→ 提示文
----------------------------------------

説明

表示装置、プログラム、情報記憶媒体およびデータ補正方法

【課題】色むら補正等のための座標データ等をより正確に補正することが可能な表示装置、プログラム、情報記憶媒体およびデータ補正方法を提供すること。
【解決手段】表示装置の一種であるプロジェクターが、複数の基準座標または当該複数の基準座標の生成タイミングを示す座標データ151に基づき、少なくとも一部の基準座標を示す基準画像を生成する基準画像生成部160と、前記基準画像を表示する投写部と、前記基準画像の撮像画像を示す撮像情報に基づき、前記撮像画像に含まれる前記基準画像の位置に応じて座標データ151を補正する補正部150を含んで構成される。

【発明の詳細な説明】
【技術分野】
【0001】
本発明は、表示装置、プログラム、情報記憶媒体およびデータ補正方法に関する。
【背景技術】
【0002】
特許第3661584号公報に記載されているように、色むら補正用の補正データは、全画素分記憶されているのではなく、基準座標ごとに記憶されている。これは、全画素分記憶すると必要な記憶容量が過大になってしまうためである。
【先行技術文献】
【特許文献】
【0003】
【特許文献1】特許第3661584号公報
【発明の概要】
【発明が解決しようとする課題】
【0004】
プロジェクター等の表示装置が色むらの補正を行うためには、実際に表示される基準座標の位置を正確に把握しておく必要がある。このような基準座標の位置を正確に把握するためには色むら補正回路や液晶パネルの特性を熟知しておく必要があり、色むら補正用の補正データを手動で補正することは困難である。

----------------------------------------

→ データセット
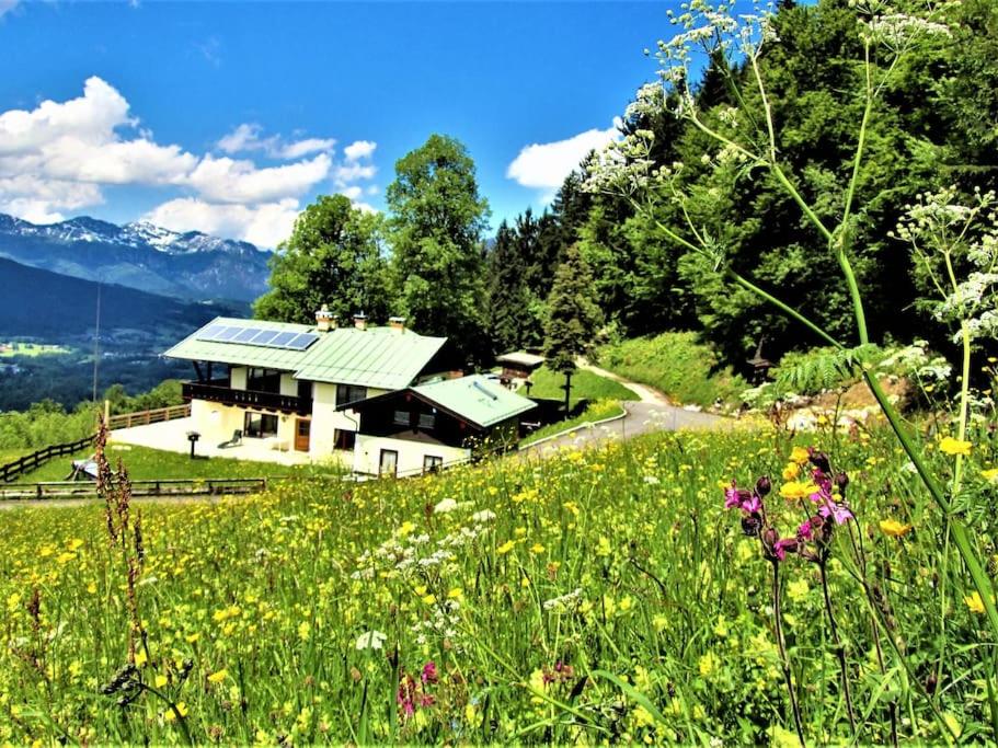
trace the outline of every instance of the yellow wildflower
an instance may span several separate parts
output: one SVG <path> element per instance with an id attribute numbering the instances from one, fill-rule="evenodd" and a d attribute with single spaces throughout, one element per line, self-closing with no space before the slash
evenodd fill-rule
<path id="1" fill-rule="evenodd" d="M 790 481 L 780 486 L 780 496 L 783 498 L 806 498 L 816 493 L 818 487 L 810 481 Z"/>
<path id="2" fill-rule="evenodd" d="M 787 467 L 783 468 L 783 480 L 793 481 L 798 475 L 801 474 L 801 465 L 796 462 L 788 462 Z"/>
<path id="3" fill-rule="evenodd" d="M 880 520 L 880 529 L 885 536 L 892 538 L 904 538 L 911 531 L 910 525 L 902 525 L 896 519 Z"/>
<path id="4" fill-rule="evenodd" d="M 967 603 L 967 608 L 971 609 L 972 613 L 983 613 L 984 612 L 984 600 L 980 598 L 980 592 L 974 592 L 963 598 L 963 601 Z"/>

----------------------------------------

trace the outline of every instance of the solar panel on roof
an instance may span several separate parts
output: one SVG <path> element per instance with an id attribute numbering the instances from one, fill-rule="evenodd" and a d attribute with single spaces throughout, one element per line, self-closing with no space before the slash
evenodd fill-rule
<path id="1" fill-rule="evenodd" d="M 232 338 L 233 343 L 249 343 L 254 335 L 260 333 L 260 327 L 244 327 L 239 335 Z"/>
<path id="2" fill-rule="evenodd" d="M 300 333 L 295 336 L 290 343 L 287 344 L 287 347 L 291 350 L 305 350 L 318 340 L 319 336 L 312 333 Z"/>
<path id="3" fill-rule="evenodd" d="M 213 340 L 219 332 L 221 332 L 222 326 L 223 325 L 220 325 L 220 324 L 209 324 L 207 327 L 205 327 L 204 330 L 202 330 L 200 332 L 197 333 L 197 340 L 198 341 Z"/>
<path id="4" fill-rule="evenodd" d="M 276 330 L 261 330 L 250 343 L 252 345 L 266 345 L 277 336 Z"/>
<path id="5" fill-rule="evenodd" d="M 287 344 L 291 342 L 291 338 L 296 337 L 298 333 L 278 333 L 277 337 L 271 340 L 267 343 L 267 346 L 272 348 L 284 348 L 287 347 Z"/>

----------------------------------------

→ 設問 A
提示文の【0002】では、色むら補正用の補正データは「全画素分記憶されているのではなく、基準座標ごとに記憶されている」と述べられています。その理由を、提示文の記述に基づいて一文から三文で説明してください。
→ 設問 B
表示装置の補正に関する提示文を、最後の文の後から書き継いでください。
資料はここでは一切用いません。

→ 解答 A
全画素分の補正データを記憶すると、必要な記憶容量が過大になってしまうためです。そのため、補正データは基準座標ごとに記憶されています。

→ 解答 B
【0005】
このため、開発者等は、例えば、色むら補正値として極端な値を設定して表示装置に画像を表示させ、画像の位置に応じて目視で基準座標の位置を推測して補正データを手動で補正していた。しかし、色むら補正値として極端な値を設定したとしても、グラデーション表示機能によって表示される画像がぼやけた画像になってしまうため、開発者等が目視で基準座標の位置を推測して補正データを補正することは困難であった。
【0006】
本発明の目的は、色むら補正等のための座標データ等をより正確に補正することが可能な表示装置、プログラム、情報記憶媒体およびデータ補正方法を提供することにある。
【課題を解決するための手段】
【0007】
上記課題を解決するため、本発明に係る表示装置は、複数の基準座標または当該複数の基準座標の生成タイミングを示す座標データに基づき、少なくとも一部の基準座標を示す基準画像を生成する基準画像生成部と、前記基準画像を表示する表示部と、前記基準画像の撮像画像を示す撮像情報に基づき、前記撮像画像に含まれる前記基準画像の位置に応じて前記座標データを補正する補正部と、を含むことを特徴とする。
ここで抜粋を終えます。